### Work order
Repeat the entire listing exactly. Omit all pictures.

### Supplied records
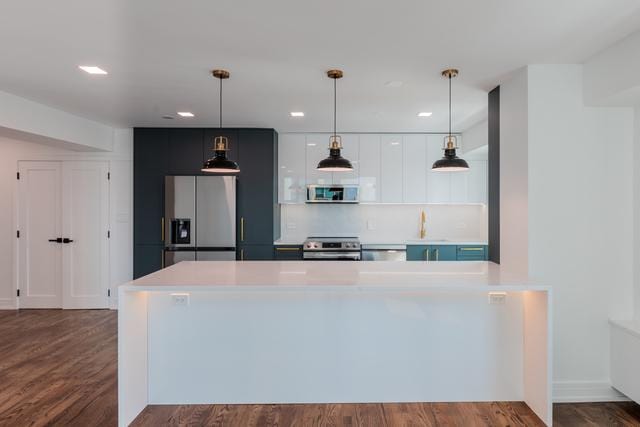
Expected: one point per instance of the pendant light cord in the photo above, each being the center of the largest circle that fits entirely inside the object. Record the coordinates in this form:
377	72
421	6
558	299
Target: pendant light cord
449	106
335	107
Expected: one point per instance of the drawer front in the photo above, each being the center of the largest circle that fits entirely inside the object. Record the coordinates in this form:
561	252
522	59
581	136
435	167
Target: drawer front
472	253
416	252
431	252
287	253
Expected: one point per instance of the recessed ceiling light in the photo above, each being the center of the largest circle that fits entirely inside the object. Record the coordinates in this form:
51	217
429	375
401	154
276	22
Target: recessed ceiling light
91	69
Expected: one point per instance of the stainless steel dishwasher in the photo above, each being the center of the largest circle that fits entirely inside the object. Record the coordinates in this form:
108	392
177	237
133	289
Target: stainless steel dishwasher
384	253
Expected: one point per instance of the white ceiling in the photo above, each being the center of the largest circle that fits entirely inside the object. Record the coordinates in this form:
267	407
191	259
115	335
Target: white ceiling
159	53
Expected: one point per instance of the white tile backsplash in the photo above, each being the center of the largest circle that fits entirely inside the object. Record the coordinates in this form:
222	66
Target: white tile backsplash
384	223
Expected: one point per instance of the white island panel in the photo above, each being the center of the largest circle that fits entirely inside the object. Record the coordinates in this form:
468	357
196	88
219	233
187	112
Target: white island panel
320	332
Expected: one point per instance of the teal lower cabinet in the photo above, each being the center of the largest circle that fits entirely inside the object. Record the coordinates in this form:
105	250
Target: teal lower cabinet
287	253
472	253
447	253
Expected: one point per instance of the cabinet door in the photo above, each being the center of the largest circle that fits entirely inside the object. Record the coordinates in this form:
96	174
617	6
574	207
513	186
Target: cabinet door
255	253
207	146
414	168
150	165
186	151
147	259
351	152
438	183
478	178
369	165
291	168
288	253
317	148
391	169
257	186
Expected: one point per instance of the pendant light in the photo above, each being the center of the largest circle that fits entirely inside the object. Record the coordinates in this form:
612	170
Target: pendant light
450	162
335	162
219	163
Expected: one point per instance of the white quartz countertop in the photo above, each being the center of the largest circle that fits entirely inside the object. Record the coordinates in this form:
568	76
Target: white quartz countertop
401	242
307	275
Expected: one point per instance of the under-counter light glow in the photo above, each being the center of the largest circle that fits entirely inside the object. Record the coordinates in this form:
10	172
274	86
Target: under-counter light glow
92	69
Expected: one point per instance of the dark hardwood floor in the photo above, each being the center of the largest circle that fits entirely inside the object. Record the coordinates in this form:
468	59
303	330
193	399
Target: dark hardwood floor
58	368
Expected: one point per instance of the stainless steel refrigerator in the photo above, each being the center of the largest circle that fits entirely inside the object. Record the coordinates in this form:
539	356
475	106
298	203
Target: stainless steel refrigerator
200	218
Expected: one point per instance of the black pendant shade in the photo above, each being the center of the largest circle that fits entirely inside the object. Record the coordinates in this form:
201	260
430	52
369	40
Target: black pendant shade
450	162
335	162
220	163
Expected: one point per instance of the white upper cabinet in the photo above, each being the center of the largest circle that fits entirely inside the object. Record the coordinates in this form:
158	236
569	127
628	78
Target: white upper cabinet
391	169
351	152
291	168
317	148
414	168
438	183
369	166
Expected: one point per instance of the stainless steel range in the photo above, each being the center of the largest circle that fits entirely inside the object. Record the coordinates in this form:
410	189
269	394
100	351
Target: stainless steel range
332	249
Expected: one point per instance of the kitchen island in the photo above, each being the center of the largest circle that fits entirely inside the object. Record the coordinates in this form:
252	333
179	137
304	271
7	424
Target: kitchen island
329	332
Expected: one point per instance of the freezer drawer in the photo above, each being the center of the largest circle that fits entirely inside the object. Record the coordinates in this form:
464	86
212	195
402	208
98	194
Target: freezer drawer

### Response
Expected: one point per instance of the pendant light cord in the photo above, each being the center of the largest circle that fits entirely inside the object. Record the coordinates in this form:
377	72
421	6
558	299
Target: pendant light cord
449	106
335	107
Expected: one point per instance of the drawer front in the photo above, each being the center of the largest circle that fits entirely inside the object. Record the coordinates in this form:
561	252
522	59
581	136
435	167
Target: drawer front
472	253
416	252
431	252
287	253
Expected: one point per instance of the recessed ceiling light in the photo above, each being the center of the largest circle that fits entirely inside the object. Record the coordinates in this form:
51	217
429	375
401	154
276	22
Target: recessed ceiling light
91	69
Expected: one point per instance of the stainless steel dishwasher in the photo above, each being the center of the largest circle that fits entirely inside the object. Record the coordinates in this form:
108	392
177	237
133	289
Target: stainless steel dishwasher
384	253
Expected: one point per instance of the white ceiling in the photo above, each being the center of the largest circle that fits entirely inside the object. Record the coordinates in this form:
267	407
191	259
115	335
Target: white ceiling
159	53
Expected: one point per instance of the white tile backsplash in the photo above, each being the center of the largest circle that fits entirely inside the object. Record the coordinates in this form:
222	66
Target: white tile backsplash
384	223
Expected: one point per instance of the white island panel in the photo above, each being the center of the largest circle that fits entirely inside the object. Record the coordinates in this form:
468	357
196	88
219	233
187	112
Target: white island panel
320	332
Expected: one point per instance of the teal lower cabinet in the photo above, each being the center of the largest circle that fits entirely inside the object. Record the coordinates in this form:
105	250
Target: teal lower cabinet
287	253
472	253
447	253
Expected: one point per instance of the cabinet door in the photo above, each being the center of the largest circle that fits entirely inside the object. Record the coordinates in this form:
96	174
617	6
574	207
513	186
Target: cabinet door
255	253
207	146
414	168
150	165
186	151
147	259
351	152
438	183
478	178
369	165
291	168
288	253
317	148
391	169
257	186
Expected: one point per instance of the pendant light in the photo above, each being the center of the largest circle that fits entirely inside the object. Record the coordinates in this form:
612	170
Target: pendant light
450	162
335	162
219	163
Expected: one point per instance of the white quartz countertop in the photo above, each being the center of the largest circle that fits entirely inside the object. Record the coordinates in this form:
568	76
Target: white quartz countertop
401	242
307	275
Expected: one point per instance of the under-counter light glow in the photo above, each being the center of the largest circle that fits entirely inside the object. Record the coordinates in this form:
10	172
274	86
Target: under-counter light glow
92	69
Expected: one point per instance of the dark hardwood floor in the photo above, each being the center of the largest circle that fits entirely inside the object. Record the coordinates in this form:
468	59
303	330
193	399
Target: dark hardwood floor
58	368
Expected: one point per instance of the stainless steel refrigerator in the photo above, each being the center of the largest circle that fits entirely inside the object. Record the coordinates in this form:
539	356
475	106
298	203
Target: stainless steel refrigerator
200	218
Expected: one point per instance of the black pendant shade in the photo above, each being the center of the largest circle that fits entirely inside the object. Record the coordinates in this form:
201	260
430	52
369	40
Target: black pendant shade
450	162
335	162
220	163
Expected: one point per instance of the white upper cabinet in the photo above, each being the center of the largest circle that fits entirely inside the object. Record the coordinates in this form:
158	236
569	127
628	78
Target: white upper cabinet
391	169
351	152
291	168
317	148
414	168
438	183
369	166
Expected: one point per instance of the stainless steel range in the photo above, each being the center of the largest circle that fits entirely inside the object. Record the coordinates in this form:
410	189
269	394
100	351
Target: stainless steel range
332	249
Expected: one point per instance of the kitchen island in the photo above, each being the center of the largest circle that fits entirely inside the object. Record the coordinates in this form:
252	333
179	137
304	271
7	424
Target: kitchen island
329	332
Expected: one point per instance of the freezer drawer in the photo above, each being the center of the largest circle that fits entirely inside the object. Record the coordinates in this form:
464	86
212	195
402	208
98	194
Target: freezer drawer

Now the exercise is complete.